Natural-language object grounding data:
Start of Block
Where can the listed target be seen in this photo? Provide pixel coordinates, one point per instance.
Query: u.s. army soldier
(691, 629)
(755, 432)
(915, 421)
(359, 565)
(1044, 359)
End of Block
DESCRIPTION OF THE TASK:
Nothing should be omitted or altered. Retype the records exactly.

RESPONSE:
Where can the listed target be seen in this photo? Provide pixel coordinates, one point per instance.
Query: u.s. army soldier
(691, 629)
(755, 432)
(915, 421)
(359, 565)
(1044, 359)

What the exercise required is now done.